====== Supplied material ======
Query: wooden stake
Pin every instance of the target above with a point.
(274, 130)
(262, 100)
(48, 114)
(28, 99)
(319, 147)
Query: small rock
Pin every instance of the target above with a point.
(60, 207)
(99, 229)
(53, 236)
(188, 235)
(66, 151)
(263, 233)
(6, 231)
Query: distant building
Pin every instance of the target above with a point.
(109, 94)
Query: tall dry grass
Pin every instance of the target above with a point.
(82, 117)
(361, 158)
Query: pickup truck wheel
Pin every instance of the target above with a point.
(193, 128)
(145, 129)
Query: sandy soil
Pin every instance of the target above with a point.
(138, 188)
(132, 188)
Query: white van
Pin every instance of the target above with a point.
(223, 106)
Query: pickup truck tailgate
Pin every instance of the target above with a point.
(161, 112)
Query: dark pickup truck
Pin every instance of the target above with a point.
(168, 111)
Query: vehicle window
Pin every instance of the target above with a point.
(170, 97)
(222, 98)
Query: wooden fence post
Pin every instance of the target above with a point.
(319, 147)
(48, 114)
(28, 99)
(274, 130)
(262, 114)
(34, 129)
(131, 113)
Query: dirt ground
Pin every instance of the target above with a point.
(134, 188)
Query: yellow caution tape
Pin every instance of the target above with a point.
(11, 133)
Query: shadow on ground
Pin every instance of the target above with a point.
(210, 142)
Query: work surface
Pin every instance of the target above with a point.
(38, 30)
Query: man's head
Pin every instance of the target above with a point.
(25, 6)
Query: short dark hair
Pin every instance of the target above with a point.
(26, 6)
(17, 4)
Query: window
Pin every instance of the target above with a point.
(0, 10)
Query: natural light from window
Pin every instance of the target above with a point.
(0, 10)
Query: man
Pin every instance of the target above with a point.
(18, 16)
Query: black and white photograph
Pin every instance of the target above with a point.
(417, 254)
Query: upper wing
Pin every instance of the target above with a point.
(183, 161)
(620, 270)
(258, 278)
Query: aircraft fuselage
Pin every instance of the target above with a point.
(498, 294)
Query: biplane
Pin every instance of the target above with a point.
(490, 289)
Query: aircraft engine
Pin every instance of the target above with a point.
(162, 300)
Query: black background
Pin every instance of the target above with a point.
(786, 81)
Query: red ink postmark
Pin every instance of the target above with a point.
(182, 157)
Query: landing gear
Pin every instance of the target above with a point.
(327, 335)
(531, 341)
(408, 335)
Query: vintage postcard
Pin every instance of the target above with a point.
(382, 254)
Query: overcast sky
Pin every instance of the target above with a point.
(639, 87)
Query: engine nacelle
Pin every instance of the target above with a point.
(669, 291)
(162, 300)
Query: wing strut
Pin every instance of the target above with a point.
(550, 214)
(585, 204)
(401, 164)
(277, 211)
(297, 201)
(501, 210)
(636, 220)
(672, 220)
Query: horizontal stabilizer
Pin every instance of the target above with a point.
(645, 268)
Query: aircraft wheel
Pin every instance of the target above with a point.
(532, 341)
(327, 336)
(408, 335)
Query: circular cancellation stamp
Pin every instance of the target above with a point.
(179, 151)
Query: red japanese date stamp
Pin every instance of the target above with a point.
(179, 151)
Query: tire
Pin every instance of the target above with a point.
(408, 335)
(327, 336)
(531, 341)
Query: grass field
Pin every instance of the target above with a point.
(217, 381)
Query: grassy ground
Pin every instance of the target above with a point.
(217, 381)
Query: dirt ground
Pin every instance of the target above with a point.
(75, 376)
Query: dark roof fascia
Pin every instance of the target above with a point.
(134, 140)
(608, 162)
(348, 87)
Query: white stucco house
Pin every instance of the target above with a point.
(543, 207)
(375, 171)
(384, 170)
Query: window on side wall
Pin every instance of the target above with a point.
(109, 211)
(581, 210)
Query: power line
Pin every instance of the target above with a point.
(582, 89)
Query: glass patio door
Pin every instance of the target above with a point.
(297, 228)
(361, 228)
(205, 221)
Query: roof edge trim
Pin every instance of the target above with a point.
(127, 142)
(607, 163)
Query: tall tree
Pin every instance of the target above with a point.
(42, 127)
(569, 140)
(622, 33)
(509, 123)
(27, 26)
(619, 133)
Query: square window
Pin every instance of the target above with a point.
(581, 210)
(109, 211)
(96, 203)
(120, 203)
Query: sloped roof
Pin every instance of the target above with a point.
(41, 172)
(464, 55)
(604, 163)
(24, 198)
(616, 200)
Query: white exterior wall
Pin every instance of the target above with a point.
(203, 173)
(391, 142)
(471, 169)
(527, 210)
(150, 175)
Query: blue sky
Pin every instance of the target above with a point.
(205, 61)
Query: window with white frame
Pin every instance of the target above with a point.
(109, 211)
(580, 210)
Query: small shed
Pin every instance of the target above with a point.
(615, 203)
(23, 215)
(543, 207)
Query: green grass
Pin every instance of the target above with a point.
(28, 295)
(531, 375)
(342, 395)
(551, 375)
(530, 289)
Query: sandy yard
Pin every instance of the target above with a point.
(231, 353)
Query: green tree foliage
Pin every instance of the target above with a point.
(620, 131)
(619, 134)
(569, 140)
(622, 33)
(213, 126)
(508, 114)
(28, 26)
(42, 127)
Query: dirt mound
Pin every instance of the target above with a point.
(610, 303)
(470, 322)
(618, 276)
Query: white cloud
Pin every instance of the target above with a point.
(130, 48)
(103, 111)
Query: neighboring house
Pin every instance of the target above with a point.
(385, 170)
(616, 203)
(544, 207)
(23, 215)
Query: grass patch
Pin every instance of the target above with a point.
======
> **What you are asked to do**
Tally how many lines of the listing above include the string "dark", and report that figure by itself.

> **Response area**
3